GIVEN TEXT:
------------------------
More Of Disney's Alice Mess

Disney is busy selling the notion that it won some victory by getting a deal done with Odeon in the UK to show Alice In Wonderland with a 14 week theatrical window. But it’s not quite that simple. They bought the right to experiment with a shorter window 3 times in the next 2 years, while also giving Odeon improved terms on the split of the box office gross in this shortened window.
My problem with this is that it is neither fish nor foul. Internal estimates of post-theatrical revenues are lovely and all, but what happens to Alice in June really can’t prove anything. No single movie can in a situation like this. And a window for one movie shrinking one month isn’t much of a test of anything either. There simply is no way to measure and to be confident of what is real.
The line someone dropped – and should pick up – that piracy is an issue between theatrical and DVD is just a load of crap. Piracy starts in earnest on Day One of the release of a movie. There are discs on the streets and streams on the web before the first weekend is over.
When you can show me a single person who chooses not to get a film illegally in the first 3 months of release, but then has a deep and abiding need to purchase or download an illegal copy between 12 weeks and 16 weeks, offer them up. And I will still want to quiz them about what drugs they are on.
There is only one market that waits 8 weeks before getting serious about seeing a title and then often finds itself out of luck because the theatrical run has dried up… and it happens to be the very same group that is least likely to download or buy a pirated copy of a film… and is also the least affected by “see it now” pressures… people over 50… mostly women over 50.
When a company acts the way Disney is behaving, there are only three options that I can think of: 1. They are boldly seeking out a new future, 2. They are finding ways to cover their tracks for losses they are projecting, and 3. They are reckless fools who like changing things to see what happens. Your call.
And what I expect out of Alice and the two other experiments? (Disney should pay Odeon even more for creating a structure for the future of their experimentation.) Numbers that are read completely differently by whoever believes in whichever side of the argument.
Charlie & The Chocolate Factory grossed less than 1% of its theatrical gross after Weekend 12. And that was a film with long legs in the current era. So that is a non-starter.
Having more weeks in theaters is not really the issue for exhibitors or the industry. The issue is choosing to shorten the window and everything that has followed. And that is, in my long and strongly-held opinion, suicide for this industry, taking the very real and compelling opportunity of expanding delivery systems for post-theatrical and turning into harder-to-exploit mush.
------------------------
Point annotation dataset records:

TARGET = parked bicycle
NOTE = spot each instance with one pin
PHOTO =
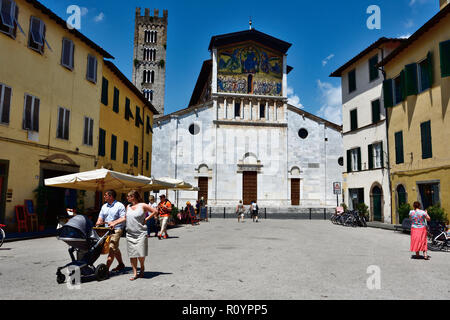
(2, 234)
(350, 218)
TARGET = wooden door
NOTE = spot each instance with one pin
(250, 187)
(203, 186)
(295, 192)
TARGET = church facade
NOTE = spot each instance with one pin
(239, 139)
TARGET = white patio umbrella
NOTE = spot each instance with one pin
(99, 180)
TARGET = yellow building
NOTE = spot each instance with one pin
(126, 120)
(416, 95)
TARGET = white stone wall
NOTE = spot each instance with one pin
(316, 158)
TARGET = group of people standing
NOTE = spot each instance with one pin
(134, 219)
(240, 211)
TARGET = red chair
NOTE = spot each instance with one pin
(31, 214)
(21, 218)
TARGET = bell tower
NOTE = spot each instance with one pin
(149, 64)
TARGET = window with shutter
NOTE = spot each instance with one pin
(373, 70)
(31, 113)
(136, 156)
(375, 111)
(425, 132)
(387, 93)
(125, 152)
(5, 103)
(352, 81)
(444, 53)
(8, 17)
(113, 147)
(353, 119)
(36, 38)
(399, 157)
(104, 91)
(67, 53)
(91, 73)
(116, 100)
(411, 79)
(102, 143)
(62, 131)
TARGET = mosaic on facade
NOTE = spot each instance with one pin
(249, 69)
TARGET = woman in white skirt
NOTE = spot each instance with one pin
(137, 243)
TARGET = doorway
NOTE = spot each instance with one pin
(377, 196)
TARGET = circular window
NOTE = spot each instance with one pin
(194, 129)
(303, 133)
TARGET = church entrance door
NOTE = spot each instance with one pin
(250, 187)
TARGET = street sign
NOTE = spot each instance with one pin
(336, 188)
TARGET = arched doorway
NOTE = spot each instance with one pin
(377, 198)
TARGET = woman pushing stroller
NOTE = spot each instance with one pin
(137, 242)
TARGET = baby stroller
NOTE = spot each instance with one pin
(85, 240)
(440, 240)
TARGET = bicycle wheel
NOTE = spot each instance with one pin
(2, 236)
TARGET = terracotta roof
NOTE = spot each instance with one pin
(75, 32)
(427, 26)
(376, 44)
(253, 34)
(131, 86)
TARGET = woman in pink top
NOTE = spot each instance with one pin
(419, 230)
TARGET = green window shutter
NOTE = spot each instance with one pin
(354, 119)
(444, 52)
(430, 66)
(411, 79)
(349, 161)
(375, 111)
(128, 113)
(116, 100)
(399, 158)
(373, 71)
(370, 152)
(359, 159)
(425, 132)
(105, 91)
(387, 93)
(352, 81)
(136, 156)
(101, 142)
(113, 147)
(382, 154)
(125, 151)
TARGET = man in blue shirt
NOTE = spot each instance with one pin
(111, 211)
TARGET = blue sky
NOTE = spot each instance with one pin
(324, 35)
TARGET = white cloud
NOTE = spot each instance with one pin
(331, 98)
(100, 17)
(324, 62)
(293, 99)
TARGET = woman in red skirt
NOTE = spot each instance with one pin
(419, 230)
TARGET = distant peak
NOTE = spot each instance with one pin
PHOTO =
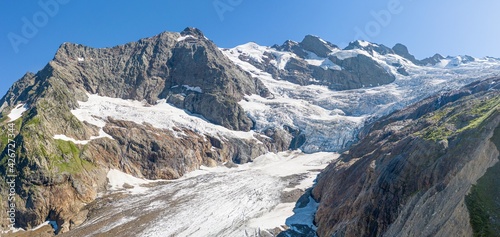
(192, 31)
(317, 45)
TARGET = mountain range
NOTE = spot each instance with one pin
(417, 138)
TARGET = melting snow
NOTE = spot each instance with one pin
(217, 201)
(331, 119)
(17, 112)
(162, 115)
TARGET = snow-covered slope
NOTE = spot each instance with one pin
(218, 201)
(331, 119)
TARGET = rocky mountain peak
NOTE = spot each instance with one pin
(317, 45)
(379, 48)
(402, 51)
(192, 31)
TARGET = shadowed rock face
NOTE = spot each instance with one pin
(58, 178)
(410, 174)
------------------------
In the text on Disney's Alice deal, retype everything from "More Of Disney's" down to "this shortened window." word for word.

ANSWER:
More Of Disney's Alice Mess

Disney is busy selling the notion that it won some victory by getting a deal done with Odeon in the UK to show Alice In Wonderland with a 14 week theatrical window. But it’s not quite that simple. They bought the right to experiment with a shorter window 3 times in the next 2 years, while also giving Odeon improved terms on the split of the box office gross in this shortened window.